--- BEGIN Task input ---
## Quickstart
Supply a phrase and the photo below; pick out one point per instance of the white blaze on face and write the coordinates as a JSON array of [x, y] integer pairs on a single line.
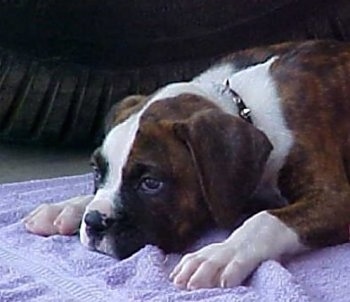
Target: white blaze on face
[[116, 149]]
--- END Task input ---
--- BEGIN Task input ---
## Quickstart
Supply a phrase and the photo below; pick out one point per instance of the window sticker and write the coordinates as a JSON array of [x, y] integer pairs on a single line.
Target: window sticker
--- END Task input ---
• [Task directions] Find each line in the items above that contains the word "write" and copy those lines out in full.

• [Solution to this task]
Supply a phrase and the photo below; pick out one point per instance of the white blaze on face and write the coordinates as a JSON array of [x, y] integer pairs on a single line.
Supply a phrase and the photo below; pick out one point per instance of the window sticker and write the coordinates as a JSON array of [x, y] integer pairs on a single line.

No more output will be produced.